** QUÉ SE PIDE **
- 1) Según el texto sobre la segunda República, ¿en qué año se instauró ese régimen?
- 2) Prosigue el texto sobre la segunda República a partir de su última frase.

Instaurada ilegítimamente a través de un pucherazo electoral en el año 1931, nacida bastarda y en la más flagrante ilegalidad, la segunda República tampoco legitimó su régimen con una práctica política cotidiana con arreglo a valores democráticos, principios morales y ordenanzas encaminadas al bien común de la sociedad española, que podían haber dado un barniz de legitimidad a su advenimiento golpista. Por el contrario, el gobierno republicano ejerció una praxis que atentaba gravísimamente contra los más elementales derechos democráticos, aparte de ser incapaz de ejercer el principio de autoridad mínima necesaria para garantizar el orden público y la seguridad ciudadana, el cometido más importante de cualquier gobierno.

Lejos de eso, el régimen republicano, a pesar de  proclamarse enfáticamente como un garante de la libertad, la justicia y los derechos ciudadanos, desarrolló una praxis muy alejada de los principios democráticos más esenciales.

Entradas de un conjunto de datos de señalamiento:
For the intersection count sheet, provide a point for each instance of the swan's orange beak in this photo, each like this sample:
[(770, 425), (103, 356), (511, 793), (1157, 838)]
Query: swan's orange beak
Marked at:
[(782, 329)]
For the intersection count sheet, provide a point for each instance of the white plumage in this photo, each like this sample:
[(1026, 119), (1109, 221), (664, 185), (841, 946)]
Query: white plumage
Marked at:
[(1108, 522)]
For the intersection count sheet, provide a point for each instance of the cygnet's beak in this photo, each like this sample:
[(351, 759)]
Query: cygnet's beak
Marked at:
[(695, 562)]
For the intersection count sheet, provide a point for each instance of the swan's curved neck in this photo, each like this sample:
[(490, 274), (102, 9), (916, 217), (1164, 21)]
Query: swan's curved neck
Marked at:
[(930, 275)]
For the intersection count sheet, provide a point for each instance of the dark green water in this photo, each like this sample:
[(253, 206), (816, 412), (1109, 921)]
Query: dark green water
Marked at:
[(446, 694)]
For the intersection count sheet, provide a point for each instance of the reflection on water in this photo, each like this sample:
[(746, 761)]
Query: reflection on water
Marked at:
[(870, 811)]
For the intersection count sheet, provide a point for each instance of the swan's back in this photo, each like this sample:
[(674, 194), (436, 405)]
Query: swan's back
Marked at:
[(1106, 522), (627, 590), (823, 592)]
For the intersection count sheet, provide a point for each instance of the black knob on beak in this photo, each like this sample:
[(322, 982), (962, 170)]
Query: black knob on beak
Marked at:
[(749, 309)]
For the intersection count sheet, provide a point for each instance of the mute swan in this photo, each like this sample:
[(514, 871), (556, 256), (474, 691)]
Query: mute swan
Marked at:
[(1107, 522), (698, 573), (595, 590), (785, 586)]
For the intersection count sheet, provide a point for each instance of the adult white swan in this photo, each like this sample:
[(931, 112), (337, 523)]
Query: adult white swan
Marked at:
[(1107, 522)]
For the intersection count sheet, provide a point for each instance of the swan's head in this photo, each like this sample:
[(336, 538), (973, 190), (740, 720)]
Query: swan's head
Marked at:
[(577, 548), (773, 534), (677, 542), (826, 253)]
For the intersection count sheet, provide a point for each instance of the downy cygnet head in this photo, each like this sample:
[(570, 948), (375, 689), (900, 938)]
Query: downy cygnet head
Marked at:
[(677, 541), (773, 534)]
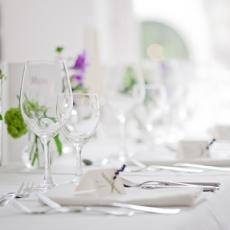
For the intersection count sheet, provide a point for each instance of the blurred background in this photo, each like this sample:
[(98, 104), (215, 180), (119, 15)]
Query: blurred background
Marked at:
[(183, 46)]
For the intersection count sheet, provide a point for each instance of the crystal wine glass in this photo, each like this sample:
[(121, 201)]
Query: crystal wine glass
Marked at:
[(46, 103), (81, 125), (124, 90)]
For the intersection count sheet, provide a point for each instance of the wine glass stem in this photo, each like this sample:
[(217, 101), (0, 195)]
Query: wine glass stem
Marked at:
[(78, 151), (48, 181), (124, 139)]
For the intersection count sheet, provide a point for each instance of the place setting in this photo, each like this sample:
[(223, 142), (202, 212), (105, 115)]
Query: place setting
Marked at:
[(114, 115)]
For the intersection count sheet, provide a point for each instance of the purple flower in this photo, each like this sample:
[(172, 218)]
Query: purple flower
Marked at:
[(81, 62), (78, 78)]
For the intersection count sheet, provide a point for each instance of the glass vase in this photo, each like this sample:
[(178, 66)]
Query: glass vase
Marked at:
[(32, 154)]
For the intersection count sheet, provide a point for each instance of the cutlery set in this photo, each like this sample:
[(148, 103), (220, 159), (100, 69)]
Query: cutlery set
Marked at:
[(115, 209)]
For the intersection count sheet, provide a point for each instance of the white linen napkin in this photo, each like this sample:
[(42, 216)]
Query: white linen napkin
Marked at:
[(66, 195)]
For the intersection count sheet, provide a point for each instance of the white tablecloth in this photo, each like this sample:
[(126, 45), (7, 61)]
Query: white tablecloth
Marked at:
[(212, 214)]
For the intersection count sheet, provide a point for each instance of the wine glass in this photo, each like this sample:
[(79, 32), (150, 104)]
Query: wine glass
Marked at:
[(124, 90), (82, 125), (46, 103)]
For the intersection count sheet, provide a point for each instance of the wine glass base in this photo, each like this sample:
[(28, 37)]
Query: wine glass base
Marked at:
[(44, 186), (76, 179)]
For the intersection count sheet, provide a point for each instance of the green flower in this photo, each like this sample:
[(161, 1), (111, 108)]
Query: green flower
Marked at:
[(16, 126)]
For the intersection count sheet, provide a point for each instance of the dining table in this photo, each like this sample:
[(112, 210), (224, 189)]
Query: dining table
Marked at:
[(212, 212)]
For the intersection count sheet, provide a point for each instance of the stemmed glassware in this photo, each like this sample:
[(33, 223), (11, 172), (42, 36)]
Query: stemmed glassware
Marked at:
[(124, 89), (82, 125), (46, 103)]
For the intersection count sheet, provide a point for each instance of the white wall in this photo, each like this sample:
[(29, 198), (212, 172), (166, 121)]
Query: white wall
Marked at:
[(31, 29)]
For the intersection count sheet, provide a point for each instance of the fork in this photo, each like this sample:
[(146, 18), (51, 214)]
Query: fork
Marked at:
[(91, 210), (23, 191), (209, 187)]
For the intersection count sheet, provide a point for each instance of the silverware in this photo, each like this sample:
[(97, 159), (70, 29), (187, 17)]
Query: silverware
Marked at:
[(175, 168), (141, 167), (156, 210), (23, 191), (204, 167), (206, 186)]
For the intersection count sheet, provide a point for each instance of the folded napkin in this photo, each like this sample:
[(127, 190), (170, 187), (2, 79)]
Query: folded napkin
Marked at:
[(67, 195)]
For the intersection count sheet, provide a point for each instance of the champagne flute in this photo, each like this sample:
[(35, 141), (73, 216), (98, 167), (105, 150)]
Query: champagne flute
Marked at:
[(82, 125), (124, 90), (46, 102)]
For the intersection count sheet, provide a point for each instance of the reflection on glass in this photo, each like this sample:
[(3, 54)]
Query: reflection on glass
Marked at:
[(46, 103)]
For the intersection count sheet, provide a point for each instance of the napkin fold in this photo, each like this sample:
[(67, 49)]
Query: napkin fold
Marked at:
[(66, 195)]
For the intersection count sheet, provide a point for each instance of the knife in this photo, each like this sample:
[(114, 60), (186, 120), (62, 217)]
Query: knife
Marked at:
[(52, 204), (149, 209)]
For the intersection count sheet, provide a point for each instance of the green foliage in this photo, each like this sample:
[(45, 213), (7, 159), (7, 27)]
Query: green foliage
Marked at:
[(129, 80), (58, 144), (80, 88), (16, 126), (33, 109)]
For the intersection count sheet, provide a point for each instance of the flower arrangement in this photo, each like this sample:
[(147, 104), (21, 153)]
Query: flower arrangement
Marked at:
[(77, 70)]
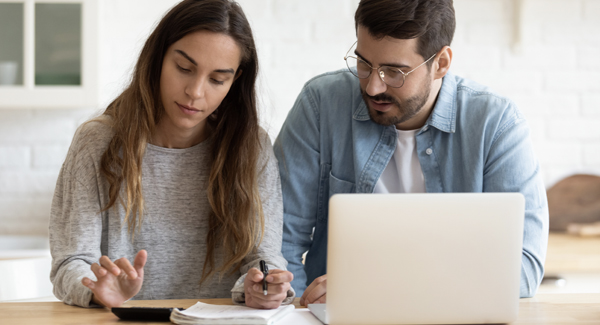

** RESPUESTAS **
- 1) En 1931.

- 2)
La constitución de la República se aprobó el 9 diciembre 1931 por las Cortes Constituyentes, las cuales se eligieron el 28 junio en unos comicios en los que solamente votaron los hombres. Además, no se convocó ningún referéndum para su aprobación, escamoteando al pueblo español el derecho democrático a decidir sobre la Carta Magna.

La égida republicana atentó de manera especial contra la libertad de expresión y de información, implantando la censura previa a muchas actividades ciudadanas, hasta el punto de que la libertad de prensa fue una quimera, especialmente para las publicaciones derechistas.

A pesar de que la Constitución promulgaba en su artículo 34 que «Toda persona tiene derecho a emitir libremente sus ideas y opiniones, valiéndose de cualquier medio de difusión, sin sujetarse a previa censura»,  la Ley de Defensa de la República de 1931 convirtió en delito ciertos ejercicios de la libertad de expresión y de información, por ejemplo«La apología del régimen monárquico o de las personas en que se pretenda vincular su representación, y el uso de emblemas, insignias o distintivos alusivos a uno u otras», y«Toda acción o expresión que redunde en menosprecio de las Instituciones u organismos del Estado». El objetivo de estas disposiciones legales era prohibir la crítica al gobierno o al régimen.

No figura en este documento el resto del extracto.